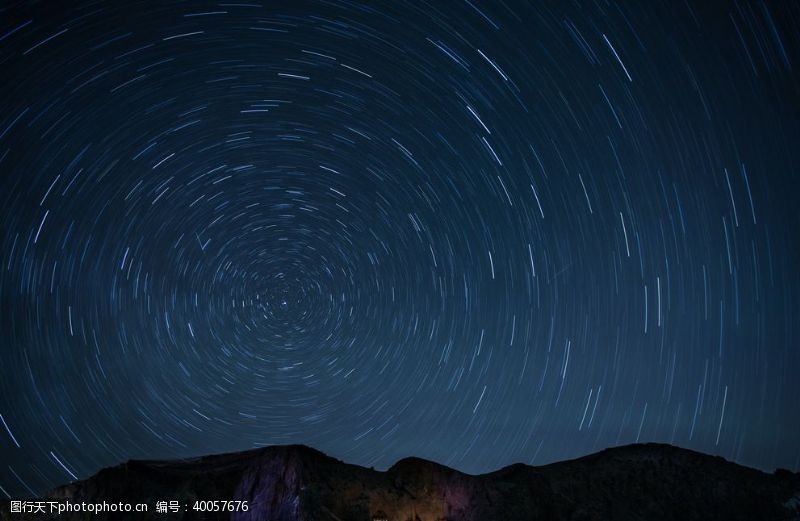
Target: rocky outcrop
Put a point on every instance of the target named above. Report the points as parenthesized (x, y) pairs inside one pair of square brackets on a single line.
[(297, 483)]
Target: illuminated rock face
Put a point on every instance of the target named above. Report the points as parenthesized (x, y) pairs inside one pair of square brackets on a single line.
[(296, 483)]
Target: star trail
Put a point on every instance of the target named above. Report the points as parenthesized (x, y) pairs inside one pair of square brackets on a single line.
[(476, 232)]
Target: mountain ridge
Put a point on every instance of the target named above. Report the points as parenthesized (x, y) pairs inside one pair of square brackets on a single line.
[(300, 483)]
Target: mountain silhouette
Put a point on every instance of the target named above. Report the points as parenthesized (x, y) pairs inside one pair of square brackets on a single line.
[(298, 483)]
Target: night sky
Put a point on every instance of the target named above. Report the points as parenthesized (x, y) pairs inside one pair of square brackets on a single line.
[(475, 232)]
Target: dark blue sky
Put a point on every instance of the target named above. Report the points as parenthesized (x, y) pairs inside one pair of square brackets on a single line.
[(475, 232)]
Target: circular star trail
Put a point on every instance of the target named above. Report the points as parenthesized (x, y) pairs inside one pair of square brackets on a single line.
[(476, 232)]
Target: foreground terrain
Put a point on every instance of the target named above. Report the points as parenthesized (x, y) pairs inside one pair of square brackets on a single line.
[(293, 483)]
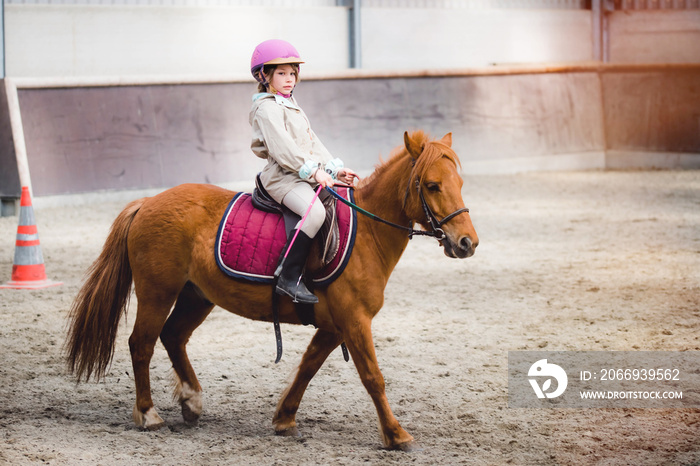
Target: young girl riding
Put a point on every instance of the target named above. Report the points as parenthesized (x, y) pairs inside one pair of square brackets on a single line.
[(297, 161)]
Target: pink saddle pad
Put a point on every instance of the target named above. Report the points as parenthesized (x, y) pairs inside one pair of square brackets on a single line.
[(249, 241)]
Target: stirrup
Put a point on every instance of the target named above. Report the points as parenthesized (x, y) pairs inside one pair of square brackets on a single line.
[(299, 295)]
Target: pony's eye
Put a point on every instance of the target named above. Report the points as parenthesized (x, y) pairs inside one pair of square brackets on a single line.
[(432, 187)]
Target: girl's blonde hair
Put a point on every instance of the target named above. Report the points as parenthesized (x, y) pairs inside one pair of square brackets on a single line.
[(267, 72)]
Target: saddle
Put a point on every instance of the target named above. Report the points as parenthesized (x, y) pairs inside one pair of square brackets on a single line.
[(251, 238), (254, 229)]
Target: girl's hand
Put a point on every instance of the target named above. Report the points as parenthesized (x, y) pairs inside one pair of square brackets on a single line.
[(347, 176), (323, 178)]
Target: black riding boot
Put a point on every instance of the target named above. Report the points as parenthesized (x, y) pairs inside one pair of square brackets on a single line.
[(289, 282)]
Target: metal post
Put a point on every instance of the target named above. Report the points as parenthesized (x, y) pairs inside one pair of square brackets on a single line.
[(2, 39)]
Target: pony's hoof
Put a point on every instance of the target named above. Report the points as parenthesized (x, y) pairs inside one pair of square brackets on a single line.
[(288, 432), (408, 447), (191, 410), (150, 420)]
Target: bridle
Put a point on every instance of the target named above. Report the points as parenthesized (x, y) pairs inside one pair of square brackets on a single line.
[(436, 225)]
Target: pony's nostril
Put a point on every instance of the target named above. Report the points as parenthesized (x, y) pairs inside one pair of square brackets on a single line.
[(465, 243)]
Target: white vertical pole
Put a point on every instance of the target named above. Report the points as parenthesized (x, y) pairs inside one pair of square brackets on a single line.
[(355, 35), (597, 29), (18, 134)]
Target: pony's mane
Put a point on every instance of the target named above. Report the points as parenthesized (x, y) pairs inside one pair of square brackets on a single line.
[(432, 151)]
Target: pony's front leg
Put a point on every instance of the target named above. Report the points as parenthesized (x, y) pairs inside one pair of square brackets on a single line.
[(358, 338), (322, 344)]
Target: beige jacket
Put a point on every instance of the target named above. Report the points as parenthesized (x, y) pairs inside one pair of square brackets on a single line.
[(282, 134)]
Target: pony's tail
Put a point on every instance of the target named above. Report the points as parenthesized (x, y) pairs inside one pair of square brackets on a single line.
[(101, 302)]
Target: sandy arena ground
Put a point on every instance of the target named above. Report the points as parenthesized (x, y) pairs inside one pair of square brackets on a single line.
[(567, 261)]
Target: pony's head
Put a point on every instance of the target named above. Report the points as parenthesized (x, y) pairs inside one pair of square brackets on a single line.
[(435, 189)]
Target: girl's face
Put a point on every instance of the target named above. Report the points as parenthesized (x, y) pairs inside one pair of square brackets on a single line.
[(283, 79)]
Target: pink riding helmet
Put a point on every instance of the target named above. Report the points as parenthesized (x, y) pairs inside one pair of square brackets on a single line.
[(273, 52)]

★ ★ ★ ★ ★ ★ ★

Could you change "Put a point on" to "Place a marker on" everywhere in the lines above and give all of them again, otherwise unchanged and without the pictures?

Complete output
Target: rocky outcrop
Place a marker on every instance of the target named above. Report the points as parenthesized (x, y) pairs inside one pair of square brackets on a single line.
[(297, 483)]
Target: illuminated rock face
Place a marker on every instance of the target named above. Report the points as parenthesized (x, y) pairs inside one pair of square brackets on a single line.
[(296, 483)]
Target: star trail
Place a marker on every instance of the target named above. Report the points as parenthesized (x, y) pairs inside one pair of square brackets on a single line.
[(476, 232)]
Target: mountain ridge
Place a marker on every instance of the target named above. Report the points as parenthesized (x, y) pairs inside one pair of square brackets on a single line.
[(300, 483)]
Target: mountain silhouette
Place a marker on every instance of the target named above. Report the points as parenthesized (x, y) pairs inside one pair of square brackets on a single line.
[(298, 483)]
Target: night sky
Place a marker on every instance of the target named above. Report the points as parenthesized (x, y) pairs inside one pair of square brackets on a single line.
[(475, 232)]
Target: dark blue sky
Place a marker on every instance of the target named above. Report the points as parenthesized (x, y) pairs inside one pair of square brackets on a single line.
[(475, 232)]
Target: circular star trail
Place a marker on every instance of the target named above. Report the points as parenthesized (x, y) pairs inside one pair of square brackets on a single line.
[(476, 232)]
Target: foreground terrain
Place a marker on every instance of the target named above. Report the points as parenthesized (x, y) pairs inside one pair of square brackets on a single line.
[(293, 483)]
Target: young girl riding
Place a marker on every instance of the target named above. Report the points as parenthesized (x, y) pairs inside one pair of square brackets on a single line.
[(297, 161)]
Target: pink saddle pad
Place a marker on every instance of the target named above. Report the points as parenthesized (x, y) pairs inside one pair of square brackets on a single line.
[(249, 241)]
Target: stirrup
Place a marker on every instance of the target named above. Report the points as parenthesized (x, y) pairs inside one pair of square brackets on a single line.
[(299, 295)]
Target: pony's eye
Place a marker on every instance of the target named above. Report the points as parenthesized (x, y) pairs inside one pair of square brackets on a single line.
[(432, 187)]
Target: girl's blonde hair
Place a marker on every instance of the target named above. Report the points as parenthesized (x, y) pairs inside one pair of square brackets on a single line.
[(267, 72)]
Target: saddle
Place a marker on every instance of the target named above. Report the points as parenthesized (x, y) pairs inside one pair of square brackets on a single line.
[(251, 238), (254, 229)]
Target: girl's hand
Place a marker on every instance of the target named above. Report the points as parenthesized (x, y) pairs inside one pair of square brackets on a single line.
[(347, 176), (323, 178)]
Target: black riding boot
Place a marker on every instance of the target named above. Report the points as parenthesized (x, y) pairs inside one pair of square brackets on a single line.
[(289, 282)]
Target: metal post
Place a marker on every instance of the target named above. Report the points as parenthesized (x, y) pairs inside one pair of square brackets on a single line.
[(2, 39)]
Target: pony's hoof
Place a marker on every instance of the target named above. Report the points as parenthesized (x, y) pairs inside one pair of square brackets on a single line.
[(288, 432), (408, 447), (191, 410), (150, 420)]
Target: bridle
Place a marker on every instance of the target named above. Report the points as parenthesized (x, y) pairs inside one pair of square brackets on a single line.
[(436, 225)]
Target: pony's nostril
Place a marker on every instance of the target named above. Report the points as parenthesized (x, y) pairs inside one pair of square brackets on a single line.
[(465, 243)]
Target: white vertical pole
Place a marker on every instance of the target named above. Report the points as parenthesized (x, y) pairs inside one pair of square brackets on a single line.
[(355, 35), (597, 29), (18, 134)]
Target: pony's mane
Place a marker on every instance of the target named above. Report the points as parenthesized (x, y) pairs inside one pair of square brackets on a single line.
[(432, 151)]
Target: pony's front leg
Place a marker on every instance of the target named above. Report the points as parenthesized (x, y) pairs inside one pair of square brackets on a single line.
[(358, 338), (322, 344)]
Target: beige jacket
Place a marker on every instance of the target named above. Report the points as parenthesized (x, y) pairs inside one pair of square brackets on a single line.
[(282, 134)]
Target: pony's tail
Place a marker on every instance of the target named above. Report the points as parenthesized (x, y) pairs inside one pair of square brackets on a single line.
[(101, 302)]
Target: sandy arena ground
Place a marker on every instance of the target named above. Report the points as parenthesized (x, y) pairs inside one pair of square brackets on a single line.
[(567, 261)]
Target: pony's head
Place a marker on every instance of the target named above. Report the points as parenthesized (x, y) pairs inside one pair of square brackets on a single line.
[(435, 189)]
Target: girl's face
Place a marker on every instance of the target named above. Report the points as parenthesized (x, y) pairs inside one pair of square brackets on a single line.
[(283, 79)]
Target: pink riding helmet
Place a marker on every instance of the target named above. Report the points as parenthesized (x, y) pairs inside one pair of square brackets on a single line.
[(273, 52)]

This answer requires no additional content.